RECORDS FOR THIS EXERCISE
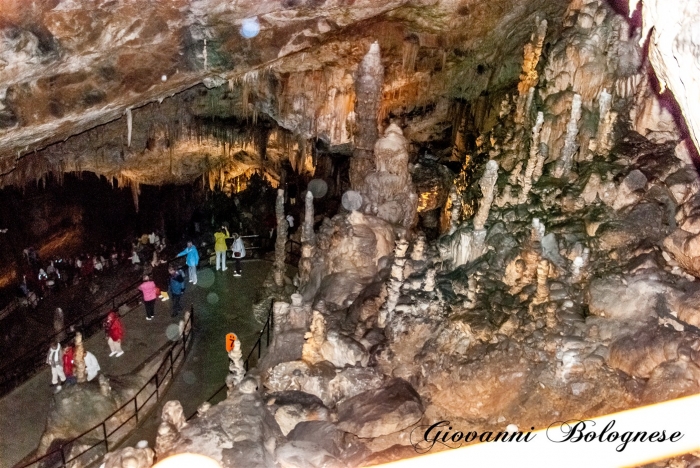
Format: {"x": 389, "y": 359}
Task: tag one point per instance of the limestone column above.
{"x": 281, "y": 242}
{"x": 236, "y": 367}
{"x": 307, "y": 228}
{"x": 455, "y": 210}
{"x": 487, "y": 184}
{"x": 563, "y": 166}
{"x": 368, "y": 91}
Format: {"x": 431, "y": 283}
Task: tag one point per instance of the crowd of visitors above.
{"x": 40, "y": 277}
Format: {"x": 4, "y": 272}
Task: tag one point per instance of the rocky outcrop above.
{"x": 379, "y": 412}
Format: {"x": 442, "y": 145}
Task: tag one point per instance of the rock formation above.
{"x": 560, "y": 281}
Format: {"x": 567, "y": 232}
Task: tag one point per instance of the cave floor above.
{"x": 222, "y": 304}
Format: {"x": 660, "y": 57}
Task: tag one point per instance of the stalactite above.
{"x": 135, "y": 192}
{"x": 529, "y": 77}
{"x": 565, "y": 161}
{"x": 410, "y": 53}
{"x": 368, "y": 89}
{"x": 129, "y": 122}
{"x": 532, "y": 162}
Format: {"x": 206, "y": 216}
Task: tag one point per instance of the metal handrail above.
{"x": 25, "y": 366}
{"x": 169, "y": 360}
{"x": 246, "y": 364}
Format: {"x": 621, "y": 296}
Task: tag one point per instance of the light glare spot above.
{"x": 250, "y": 27}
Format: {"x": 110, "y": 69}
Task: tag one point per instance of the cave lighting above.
{"x": 547, "y": 447}
{"x": 250, "y": 27}
{"x": 187, "y": 460}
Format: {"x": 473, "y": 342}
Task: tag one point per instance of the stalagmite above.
{"x": 281, "y": 242}
{"x": 418, "y": 252}
{"x": 430, "y": 280}
{"x": 532, "y": 161}
{"x": 368, "y": 89}
{"x": 236, "y": 368}
{"x": 565, "y": 161}
{"x": 313, "y": 339}
{"x": 542, "y": 294}
{"x": 79, "y": 359}
{"x": 537, "y": 230}
{"x": 455, "y": 210}
{"x": 206, "y": 56}
{"x": 576, "y": 269}
{"x": 470, "y": 303}
{"x": 487, "y": 184}
{"x": 393, "y": 286}
{"x": 542, "y": 153}
{"x": 606, "y": 121}
{"x": 129, "y": 122}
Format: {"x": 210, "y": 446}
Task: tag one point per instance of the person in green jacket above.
{"x": 220, "y": 237}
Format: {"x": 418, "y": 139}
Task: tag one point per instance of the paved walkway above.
{"x": 222, "y": 304}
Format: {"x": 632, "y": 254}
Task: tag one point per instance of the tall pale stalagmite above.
{"x": 487, "y": 184}
{"x": 281, "y": 242}
{"x": 606, "y": 120}
{"x": 563, "y": 166}
{"x": 455, "y": 210}
{"x": 368, "y": 89}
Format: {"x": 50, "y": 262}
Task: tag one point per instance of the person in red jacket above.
{"x": 115, "y": 333}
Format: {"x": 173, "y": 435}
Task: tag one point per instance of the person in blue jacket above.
{"x": 192, "y": 260}
{"x": 176, "y": 287}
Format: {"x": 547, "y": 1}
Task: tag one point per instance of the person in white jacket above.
{"x": 92, "y": 367}
{"x": 54, "y": 359}
{"x": 238, "y": 250}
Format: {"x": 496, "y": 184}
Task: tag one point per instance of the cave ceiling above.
{"x": 164, "y": 91}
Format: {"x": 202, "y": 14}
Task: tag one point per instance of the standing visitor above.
{"x": 238, "y": 250}
{"x": 192, "y": 260}
{"x": 150, "y": 293}
{"x": 92, "y": 367}
{"x": 55, "y": 359}
{"x": 115, "y": 333}
{"x": 68, "y": 365}
{"x": 220, "y": 237}
{"x": 176, "y": 286}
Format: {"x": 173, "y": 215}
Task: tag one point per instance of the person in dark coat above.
{"x": 176, "y": 287}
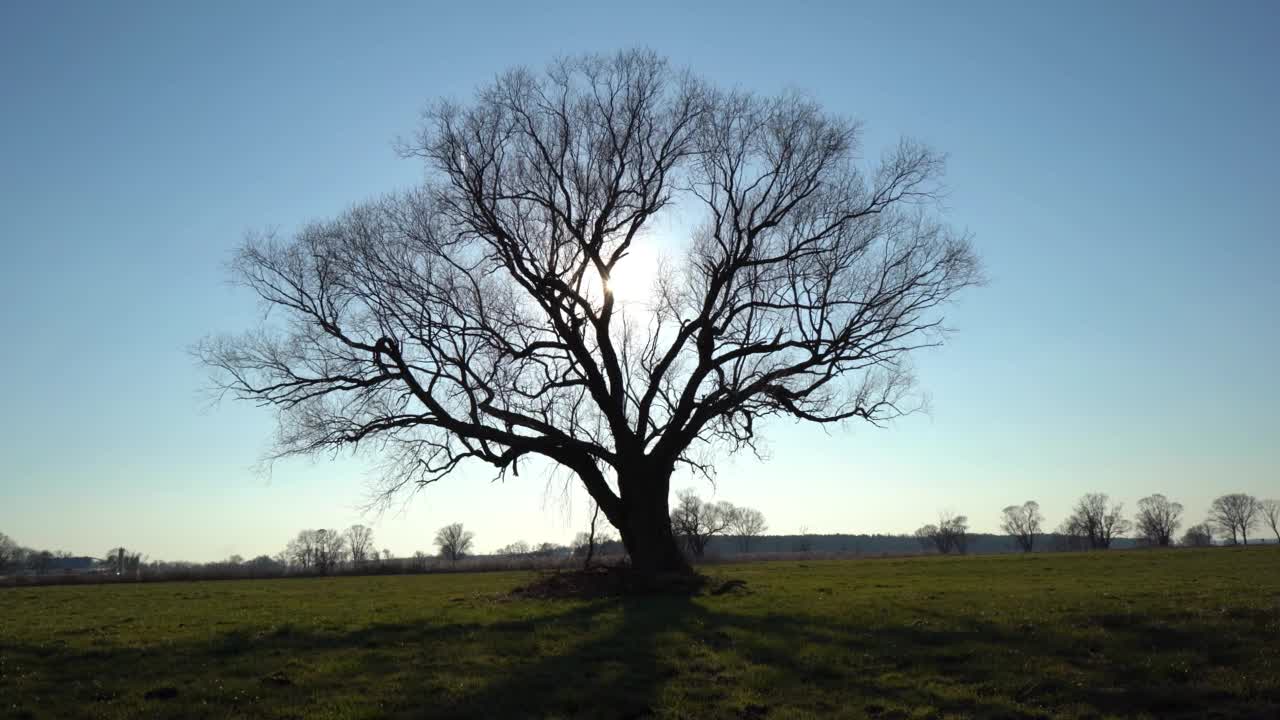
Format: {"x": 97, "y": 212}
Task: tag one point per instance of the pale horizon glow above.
{"x": 1119, "y": 191}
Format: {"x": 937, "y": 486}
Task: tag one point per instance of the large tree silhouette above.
{"x": 474, "y": 318}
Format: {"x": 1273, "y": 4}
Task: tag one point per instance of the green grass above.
{"x": 1176, "y": 633}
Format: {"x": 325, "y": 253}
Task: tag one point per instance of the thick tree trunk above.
{"x": 645, "y": 525}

AIM
Pick out every line in the items above that contains the string "green", treating uppercase and lowercase letters as distinct.

ANSWER TO THIS EXERCISE
Task: tag one point per instance of the person in green jacket above.
Task: tag one point per instance of the green grass above.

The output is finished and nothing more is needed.